Dataset rows showing where objects appear:
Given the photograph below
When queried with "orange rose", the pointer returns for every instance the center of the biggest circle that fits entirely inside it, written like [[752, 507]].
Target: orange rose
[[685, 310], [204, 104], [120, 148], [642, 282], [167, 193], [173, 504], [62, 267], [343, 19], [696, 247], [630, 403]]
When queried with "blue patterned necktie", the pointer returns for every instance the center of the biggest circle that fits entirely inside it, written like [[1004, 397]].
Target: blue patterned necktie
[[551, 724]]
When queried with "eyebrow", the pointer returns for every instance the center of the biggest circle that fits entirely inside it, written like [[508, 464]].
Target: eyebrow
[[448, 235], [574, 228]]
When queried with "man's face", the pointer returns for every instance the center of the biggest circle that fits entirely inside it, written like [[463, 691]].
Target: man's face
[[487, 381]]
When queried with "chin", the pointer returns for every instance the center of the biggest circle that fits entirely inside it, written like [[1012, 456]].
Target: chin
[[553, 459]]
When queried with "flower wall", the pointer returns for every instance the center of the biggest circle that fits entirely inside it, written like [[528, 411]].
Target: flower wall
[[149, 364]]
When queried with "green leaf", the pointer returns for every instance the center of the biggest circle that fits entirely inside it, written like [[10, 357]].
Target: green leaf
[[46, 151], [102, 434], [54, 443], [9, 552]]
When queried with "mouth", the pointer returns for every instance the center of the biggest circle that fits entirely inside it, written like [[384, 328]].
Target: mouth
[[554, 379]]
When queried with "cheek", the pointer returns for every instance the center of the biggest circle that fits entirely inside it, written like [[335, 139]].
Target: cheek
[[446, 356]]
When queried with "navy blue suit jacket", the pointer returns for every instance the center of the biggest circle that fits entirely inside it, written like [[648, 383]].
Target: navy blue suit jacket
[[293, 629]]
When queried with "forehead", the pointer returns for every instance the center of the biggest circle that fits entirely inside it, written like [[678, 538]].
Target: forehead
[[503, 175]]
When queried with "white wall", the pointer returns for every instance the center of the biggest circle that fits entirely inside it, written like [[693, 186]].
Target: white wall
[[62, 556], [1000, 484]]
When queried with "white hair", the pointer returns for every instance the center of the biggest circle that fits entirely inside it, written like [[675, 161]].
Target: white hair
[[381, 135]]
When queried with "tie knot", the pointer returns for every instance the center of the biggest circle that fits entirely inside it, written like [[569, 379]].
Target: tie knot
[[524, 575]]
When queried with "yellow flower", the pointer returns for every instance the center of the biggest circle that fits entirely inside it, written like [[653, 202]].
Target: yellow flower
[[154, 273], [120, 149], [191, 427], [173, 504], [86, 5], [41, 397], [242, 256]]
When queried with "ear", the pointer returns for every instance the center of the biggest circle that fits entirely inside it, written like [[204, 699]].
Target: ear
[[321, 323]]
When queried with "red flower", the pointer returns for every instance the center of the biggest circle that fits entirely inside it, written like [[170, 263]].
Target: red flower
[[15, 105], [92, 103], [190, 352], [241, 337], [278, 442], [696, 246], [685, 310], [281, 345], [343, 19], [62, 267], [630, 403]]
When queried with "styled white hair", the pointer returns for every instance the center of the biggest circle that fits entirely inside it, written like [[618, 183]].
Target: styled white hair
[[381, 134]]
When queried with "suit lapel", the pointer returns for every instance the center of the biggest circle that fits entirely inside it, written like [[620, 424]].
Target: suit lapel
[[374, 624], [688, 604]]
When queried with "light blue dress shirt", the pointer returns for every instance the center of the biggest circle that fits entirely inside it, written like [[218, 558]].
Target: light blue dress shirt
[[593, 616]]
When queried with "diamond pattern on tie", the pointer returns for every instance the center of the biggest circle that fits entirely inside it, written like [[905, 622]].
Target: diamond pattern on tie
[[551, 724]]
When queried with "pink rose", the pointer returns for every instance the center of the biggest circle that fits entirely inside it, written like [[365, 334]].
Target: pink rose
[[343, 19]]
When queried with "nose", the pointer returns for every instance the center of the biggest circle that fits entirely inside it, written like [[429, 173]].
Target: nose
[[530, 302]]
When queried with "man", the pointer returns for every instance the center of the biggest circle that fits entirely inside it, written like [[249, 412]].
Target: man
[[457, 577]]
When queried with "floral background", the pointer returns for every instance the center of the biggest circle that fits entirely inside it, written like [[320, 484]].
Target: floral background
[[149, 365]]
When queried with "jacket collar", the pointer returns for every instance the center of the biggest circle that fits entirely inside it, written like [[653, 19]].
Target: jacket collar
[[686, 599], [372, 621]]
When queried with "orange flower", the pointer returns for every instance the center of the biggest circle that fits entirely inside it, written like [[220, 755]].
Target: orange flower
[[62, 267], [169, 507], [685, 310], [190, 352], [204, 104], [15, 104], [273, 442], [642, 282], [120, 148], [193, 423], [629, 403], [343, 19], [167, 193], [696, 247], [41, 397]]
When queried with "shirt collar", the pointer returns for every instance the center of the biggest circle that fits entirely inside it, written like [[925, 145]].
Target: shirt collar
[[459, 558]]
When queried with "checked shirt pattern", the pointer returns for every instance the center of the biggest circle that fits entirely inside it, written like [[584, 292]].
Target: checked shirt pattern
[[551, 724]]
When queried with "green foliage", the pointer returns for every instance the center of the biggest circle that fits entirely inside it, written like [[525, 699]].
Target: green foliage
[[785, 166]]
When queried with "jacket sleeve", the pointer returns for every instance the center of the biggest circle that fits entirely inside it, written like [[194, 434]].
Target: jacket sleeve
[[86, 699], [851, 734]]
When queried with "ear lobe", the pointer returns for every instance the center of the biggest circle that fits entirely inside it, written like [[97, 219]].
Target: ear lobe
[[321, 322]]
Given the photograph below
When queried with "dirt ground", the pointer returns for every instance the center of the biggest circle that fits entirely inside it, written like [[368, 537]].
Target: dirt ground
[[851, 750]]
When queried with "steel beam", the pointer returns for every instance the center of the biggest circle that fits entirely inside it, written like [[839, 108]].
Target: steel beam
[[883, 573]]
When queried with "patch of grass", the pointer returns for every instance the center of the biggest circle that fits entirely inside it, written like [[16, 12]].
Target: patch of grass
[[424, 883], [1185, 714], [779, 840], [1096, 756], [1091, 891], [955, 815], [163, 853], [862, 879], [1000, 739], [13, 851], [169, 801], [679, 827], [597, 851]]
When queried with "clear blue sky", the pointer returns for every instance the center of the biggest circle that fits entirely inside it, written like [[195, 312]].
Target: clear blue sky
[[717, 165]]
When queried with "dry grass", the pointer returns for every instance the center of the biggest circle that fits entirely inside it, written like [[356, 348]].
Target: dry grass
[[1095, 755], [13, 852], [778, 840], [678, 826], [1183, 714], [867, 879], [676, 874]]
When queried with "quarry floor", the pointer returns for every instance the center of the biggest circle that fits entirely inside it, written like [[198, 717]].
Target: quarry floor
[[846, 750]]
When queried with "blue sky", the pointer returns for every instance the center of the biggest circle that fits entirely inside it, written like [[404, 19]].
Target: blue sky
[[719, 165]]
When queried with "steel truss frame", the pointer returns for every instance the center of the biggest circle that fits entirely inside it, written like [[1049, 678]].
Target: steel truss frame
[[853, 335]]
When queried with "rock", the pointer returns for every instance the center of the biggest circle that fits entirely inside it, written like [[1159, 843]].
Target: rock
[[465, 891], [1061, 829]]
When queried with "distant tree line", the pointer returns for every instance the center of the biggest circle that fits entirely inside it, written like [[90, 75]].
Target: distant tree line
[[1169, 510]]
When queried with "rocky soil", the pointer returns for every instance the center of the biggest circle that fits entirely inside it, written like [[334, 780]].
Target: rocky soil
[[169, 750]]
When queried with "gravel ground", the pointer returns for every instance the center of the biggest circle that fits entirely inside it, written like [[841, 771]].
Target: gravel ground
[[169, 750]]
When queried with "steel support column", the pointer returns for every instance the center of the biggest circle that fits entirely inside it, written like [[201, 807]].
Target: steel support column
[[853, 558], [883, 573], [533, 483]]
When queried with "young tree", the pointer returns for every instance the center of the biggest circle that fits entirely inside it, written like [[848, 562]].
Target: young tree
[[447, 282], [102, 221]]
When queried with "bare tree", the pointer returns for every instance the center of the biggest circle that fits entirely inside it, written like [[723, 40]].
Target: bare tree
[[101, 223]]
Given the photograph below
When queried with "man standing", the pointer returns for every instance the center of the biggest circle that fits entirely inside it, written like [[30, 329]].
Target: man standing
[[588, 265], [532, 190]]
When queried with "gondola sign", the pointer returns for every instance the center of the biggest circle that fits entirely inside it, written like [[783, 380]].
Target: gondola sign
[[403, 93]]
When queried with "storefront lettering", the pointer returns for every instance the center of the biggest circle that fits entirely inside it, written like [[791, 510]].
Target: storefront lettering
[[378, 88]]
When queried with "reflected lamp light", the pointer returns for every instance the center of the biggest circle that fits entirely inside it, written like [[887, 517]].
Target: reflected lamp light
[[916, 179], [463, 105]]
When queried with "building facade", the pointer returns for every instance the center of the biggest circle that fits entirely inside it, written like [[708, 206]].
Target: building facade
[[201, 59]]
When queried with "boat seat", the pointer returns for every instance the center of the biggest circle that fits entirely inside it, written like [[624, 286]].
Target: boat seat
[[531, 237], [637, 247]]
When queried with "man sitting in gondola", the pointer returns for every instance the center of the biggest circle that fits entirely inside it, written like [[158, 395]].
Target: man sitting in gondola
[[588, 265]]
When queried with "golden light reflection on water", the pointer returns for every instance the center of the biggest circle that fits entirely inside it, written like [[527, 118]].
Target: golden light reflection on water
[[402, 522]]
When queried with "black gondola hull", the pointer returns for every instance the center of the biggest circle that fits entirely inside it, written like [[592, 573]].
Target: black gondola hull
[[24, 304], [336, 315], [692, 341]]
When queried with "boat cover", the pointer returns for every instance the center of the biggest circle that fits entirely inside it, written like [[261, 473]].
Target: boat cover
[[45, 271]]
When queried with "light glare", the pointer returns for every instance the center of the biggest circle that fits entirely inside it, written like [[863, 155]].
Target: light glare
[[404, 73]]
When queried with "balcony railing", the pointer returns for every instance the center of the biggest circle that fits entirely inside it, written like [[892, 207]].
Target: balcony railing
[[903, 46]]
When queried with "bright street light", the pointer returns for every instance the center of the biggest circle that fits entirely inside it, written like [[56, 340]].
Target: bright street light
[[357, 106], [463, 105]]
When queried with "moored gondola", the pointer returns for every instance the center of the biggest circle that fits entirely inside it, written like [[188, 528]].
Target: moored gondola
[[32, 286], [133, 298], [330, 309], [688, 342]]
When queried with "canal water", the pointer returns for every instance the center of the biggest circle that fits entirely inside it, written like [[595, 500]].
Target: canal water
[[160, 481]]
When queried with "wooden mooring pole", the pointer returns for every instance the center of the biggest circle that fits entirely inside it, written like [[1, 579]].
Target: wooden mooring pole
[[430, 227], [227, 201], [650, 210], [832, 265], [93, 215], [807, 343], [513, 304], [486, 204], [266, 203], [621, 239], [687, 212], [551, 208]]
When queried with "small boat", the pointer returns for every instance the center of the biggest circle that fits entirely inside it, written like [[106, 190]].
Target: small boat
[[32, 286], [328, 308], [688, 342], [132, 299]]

# GIVEN TASK:
Turn the stretch from the line containing "like [[261, 473]]." through the line containing "[[45, 271]]" into a JSON list of strings, with one string per line and blank lines left out.

# ANSWER TO THIS EXERCISE:
[
  "When queried with \"boat cover\", the pointer returns for every instance the center of the biggest circle that fits entirely inside it, written like [[261, 473]].",
  "Target: boat cover",
  "[[45, 271]]"
]